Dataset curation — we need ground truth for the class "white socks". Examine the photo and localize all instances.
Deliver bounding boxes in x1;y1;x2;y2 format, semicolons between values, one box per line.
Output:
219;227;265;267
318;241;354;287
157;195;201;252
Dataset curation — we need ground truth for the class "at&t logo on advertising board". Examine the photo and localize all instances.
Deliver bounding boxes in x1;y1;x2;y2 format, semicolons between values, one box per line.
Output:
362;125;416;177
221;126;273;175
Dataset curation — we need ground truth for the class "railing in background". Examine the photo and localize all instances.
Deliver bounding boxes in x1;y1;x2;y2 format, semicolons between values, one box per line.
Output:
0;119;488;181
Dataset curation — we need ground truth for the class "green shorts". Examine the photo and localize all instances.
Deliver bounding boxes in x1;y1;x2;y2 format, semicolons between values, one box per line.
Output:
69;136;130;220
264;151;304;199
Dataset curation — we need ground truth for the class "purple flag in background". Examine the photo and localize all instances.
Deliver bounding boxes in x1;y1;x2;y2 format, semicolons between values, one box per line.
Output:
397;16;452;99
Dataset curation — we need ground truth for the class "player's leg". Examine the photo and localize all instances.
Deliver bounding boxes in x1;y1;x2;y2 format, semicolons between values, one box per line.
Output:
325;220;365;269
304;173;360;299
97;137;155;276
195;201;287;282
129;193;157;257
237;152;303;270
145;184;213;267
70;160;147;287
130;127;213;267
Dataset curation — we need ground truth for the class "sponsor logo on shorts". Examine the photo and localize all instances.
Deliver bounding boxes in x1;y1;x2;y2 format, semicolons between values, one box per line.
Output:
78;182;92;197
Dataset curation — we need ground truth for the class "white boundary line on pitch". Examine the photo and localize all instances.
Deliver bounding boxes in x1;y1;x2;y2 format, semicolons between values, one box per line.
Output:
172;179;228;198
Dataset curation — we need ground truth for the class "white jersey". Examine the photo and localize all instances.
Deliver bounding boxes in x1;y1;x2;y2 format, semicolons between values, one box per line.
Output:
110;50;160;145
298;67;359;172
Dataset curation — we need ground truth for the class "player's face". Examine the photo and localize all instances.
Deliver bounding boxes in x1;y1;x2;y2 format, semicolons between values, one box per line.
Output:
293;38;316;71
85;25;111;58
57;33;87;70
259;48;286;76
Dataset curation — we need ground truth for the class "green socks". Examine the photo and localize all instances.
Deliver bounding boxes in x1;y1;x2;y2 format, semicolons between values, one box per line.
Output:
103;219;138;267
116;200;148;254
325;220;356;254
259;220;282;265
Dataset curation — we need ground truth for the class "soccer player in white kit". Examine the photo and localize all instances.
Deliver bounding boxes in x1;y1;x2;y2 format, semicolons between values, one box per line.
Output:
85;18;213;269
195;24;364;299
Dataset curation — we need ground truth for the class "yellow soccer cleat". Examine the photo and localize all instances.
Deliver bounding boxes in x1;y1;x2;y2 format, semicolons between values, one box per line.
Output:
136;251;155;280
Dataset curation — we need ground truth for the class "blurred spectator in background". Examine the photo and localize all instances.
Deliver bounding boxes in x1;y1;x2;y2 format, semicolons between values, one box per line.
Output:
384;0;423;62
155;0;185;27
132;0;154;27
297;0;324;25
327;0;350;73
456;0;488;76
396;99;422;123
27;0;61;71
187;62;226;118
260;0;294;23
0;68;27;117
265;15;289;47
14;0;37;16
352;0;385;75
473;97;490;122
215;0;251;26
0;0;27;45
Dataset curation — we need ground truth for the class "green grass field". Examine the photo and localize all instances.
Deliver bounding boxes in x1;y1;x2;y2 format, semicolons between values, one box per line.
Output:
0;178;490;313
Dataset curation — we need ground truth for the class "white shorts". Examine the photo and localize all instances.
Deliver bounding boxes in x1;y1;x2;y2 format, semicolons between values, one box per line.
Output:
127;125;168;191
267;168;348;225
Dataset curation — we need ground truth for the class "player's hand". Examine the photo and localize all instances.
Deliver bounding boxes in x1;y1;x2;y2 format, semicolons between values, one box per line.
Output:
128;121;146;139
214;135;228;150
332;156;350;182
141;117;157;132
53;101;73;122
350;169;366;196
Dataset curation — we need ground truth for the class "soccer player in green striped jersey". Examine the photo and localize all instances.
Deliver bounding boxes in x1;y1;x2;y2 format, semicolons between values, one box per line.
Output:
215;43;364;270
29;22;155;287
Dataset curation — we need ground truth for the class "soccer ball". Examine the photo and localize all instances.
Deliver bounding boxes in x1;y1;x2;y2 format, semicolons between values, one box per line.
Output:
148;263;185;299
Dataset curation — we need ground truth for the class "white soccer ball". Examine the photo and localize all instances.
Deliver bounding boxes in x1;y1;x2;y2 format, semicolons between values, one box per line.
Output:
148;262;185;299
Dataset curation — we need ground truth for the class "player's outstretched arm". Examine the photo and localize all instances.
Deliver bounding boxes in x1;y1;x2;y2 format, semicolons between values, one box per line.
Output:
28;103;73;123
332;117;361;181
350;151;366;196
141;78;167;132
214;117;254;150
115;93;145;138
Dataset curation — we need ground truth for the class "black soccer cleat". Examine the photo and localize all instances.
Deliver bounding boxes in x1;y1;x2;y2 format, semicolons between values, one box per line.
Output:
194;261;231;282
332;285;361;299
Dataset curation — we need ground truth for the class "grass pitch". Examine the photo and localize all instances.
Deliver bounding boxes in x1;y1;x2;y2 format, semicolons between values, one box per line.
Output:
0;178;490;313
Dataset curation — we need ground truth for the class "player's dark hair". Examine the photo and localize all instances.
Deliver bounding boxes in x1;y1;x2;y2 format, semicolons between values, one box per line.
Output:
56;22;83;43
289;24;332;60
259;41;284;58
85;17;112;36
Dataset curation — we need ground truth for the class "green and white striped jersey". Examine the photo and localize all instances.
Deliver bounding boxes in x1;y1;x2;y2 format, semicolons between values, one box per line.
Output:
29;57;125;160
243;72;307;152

## Problem details
Give the listing above again, word for word.

## Response for this exercise
Dataset curation — we need ground truth for the class "white socks". Examine the photo and localize all instances.
Deliver bounding boxes in x1;y1;x2;y2 format, semicolons between values, one box per line.
Output:
219;227;265;267
318;241;354;287
157;195;201;252
Dataset curation — we need ground truth for the class "at&t logo on advertising board". Examine the photo and localize all instances.
Deliver bounding boxes in x1;y1;x2;y2 format, semicolons between values, one box per line.
Output:
362;125;416;177
221;126;273;175
Dataset curation — we need ground truth for the class "railing in background". Examine the photo and localize all instances.
Deliver bounding boxes in x1;y1;x2;y2 format, semicolons between values, one box per line.
Output:
0;119;488;181
Dataset curation — we need ground truth for the class "green shorts". Examine the photo and localize all instances.
Deliver bounding boxes in x1;y1;x2;y2 format, semicolons between values, one box per line.
Output:
69;136;130;220
264;151;304;199
Dataset curation — we need ground truth for the class "purple flag in background". Examine the photo and localize all instances.
Deliver bounding boxes in x1;y1;x2;y2 format, semicolons between values, one box per line.
Output:
397;16;452;99
Dataset curation — we need ground truth for the class "player's leg". Examine the photo and localize all instances.
Deliver bounding boxes in x1;y1;x2;y2 format, semicolons between values, one box per line.
Output:
325;220;365;269
304;173;360;299
97;137;155;276
195;201;287;282
129;193;157;257
237;152;303;270
145;184;213;267
70;160;147;287
130;127;213;267
Dataset curation — we need ground truth for the class "sponsor logo on shorts". Examine the photo and localize all instances.
Deliver bounding boxes in x1;y1;x2;y2 format, semicolons between values, one box per line.
Output:
78;182;92;197
Dataset curation — we need ground truth for the class "white boundary line on pitch". Examine the photo and localize all instances.
Deliver bounding boxes in x1;y1;x2;y2 format, semicolons between values, one box per line.
Output:
172;179;228;198
Dataset curation — we need ground truth for the class "white jersey". Examine the photo and localize all instances.
Deliver bounding boxes in x1;y1;x2;y2 format, semicolons between values, one box per line.
Output:
110;50;160;145
298;67;359;172
Dataset curation — we need ground truth for the class "player's face". Examine the photo and localize all instances.
Deliver bounding boxes in x1;y1;x2;y2 format, semicolons between values, one box per line.
Output:
293;38;316;71
85;25;111;58
57;33;87;70
259;48;286;76
Dataset curation — we need ground truth for the class "green socks". Examine the photo and localize all instances.
Deliver bounding boxes in x1;y1;x2;y2 format, semicolons between values, one box per line.
Output:
103;219;138;267
116;200;148;254
325;220;356;254
259;220;282;265
Dataset curation — we need ground truth for the class "soccer player in white kit". Examine the photo and localize all instances.
Deliver bounding boxes in x1;y1;x2;y2 format, semicolons between values, one box per line.
Output:
85;18;213;269
195;24;364;299
Dataset curation — we need ground truth for the class "yellow soccer cleat". Examine the photo and localize all instances.
Deliver bounding boxes in x1;y1;x2;y2 format, semicolons between values, one box per line.
Output:
136;251;155;280
Dataset curation — we need ground truth for the class "blurred spectator in background". Examine the photo and localize all instances.
Deliver bounding boxes in x1;y1;x2;y2 format, semicolons between values, one box per line.
Output:
384;0;423;62
155;0;185;27
132;0;154;27
297;0;324;25
327;0;350;73
456;0;488;76
396;99;422;123
27;0;61;71
187;62;226;118
260;0;294;23
0;68;27;117
265;15;289;47
14;0;37;16
352;0;385;75
473;97;490;122
215;0;251;26
0;0;27;45
Dataset curation — we need ground truth for the class "green grass field". Examine the photo and localize all instances.
Deliver bounding boxes in x1;y1;x2;y2 format, semicolons between values, one box per line.
Output:
0;178;490;313
Dataset curation — we need ground truth for the class "white shorts". Examine the photo and localize all instances.
Deliver bounding boxes in x1;y1;x2;y2 format, semicolons between values, one box per line.
Output:
127;125;168;191
267;168;348;225
Dataset curation — we need ground truth for the class "player's hand". Examine the photo and localize all instances.
Deliver bounding boxes in x1;y1;x2;y2 format, semicolons between values, one box per line.
Output:
128;121;146;139
214;135;228;150
332;156;350;182
141;117;157;132
53;101;73;122
350;169;366;196
Dataset curation — we need ground truth for the class "soccer player in green striped jersey". Examine the photo and localize all instances.
Deliver bounding boxes in x1;y1;x2;y2 format, semicolons between values, one box per line.
Output:
215;43;364;270
29;22;155;287
Dataset curation — we need ground truth for the class "soccer ball". Examine the photo and localize all instances.
Deliver bounding boxes in x1;y1;x2;y2 format, semicolons between values, one box per line.
Output:
148;263;185;299
Dataset curation — we need ground truth for the class "white soccer ball". Examine the photo and localize all instances.
Deliver bounding boxes in x1;y1;x2;y2 format, semicolons between values, one box per line.
Output:
148;262;185;299
Dataset curation — we need ground truth for the class "player's outstretched arm". Examine the photo and localize all instances.
Deliver bounding boxes in x1;y1;x2;y2 format, semicolons between values, one box per line.
Output:
28;103;73;123
332;117;361;181
350;151;366;196
141;78;167;132
214;117;254;150
115;93;145;138
Dataset curation — we need ground truth for the class "black soccer cleat". Examine the photo and localize all instances.
Deliver bounding boxes in x1;y1;x2;y2 format, semicolons between values, one box per line.
Output:
194;261;231;282
332;285;361;299
Dataset curation — we need ground truth for the class "grass pitch". Examine the photo and localize all instances.
Deliver bounding boxes in x1;y1;x2;y2 format, semicolons between values, one box per line.
Output:
0;178;490;313
Dataset curation — we need ground truth for the class "player's dark hair". Examine the photo and localize all instances.
Deliver bounding boxes in x1;y1;x2;y2 format, semicolons between values, one box per line.
Output:
56;22;83;43
289;24;332;60
259;41;284;58
85;17;112;36
Dataset curation — we need ground truth for the class "green and white striped jersey". Examine the photo and localize all instances.
Deliver bounding boxes in x1;y1;x2;y2 format, semicolons between values, one box per line.
Output:
29;57;125;160
243;72;307;152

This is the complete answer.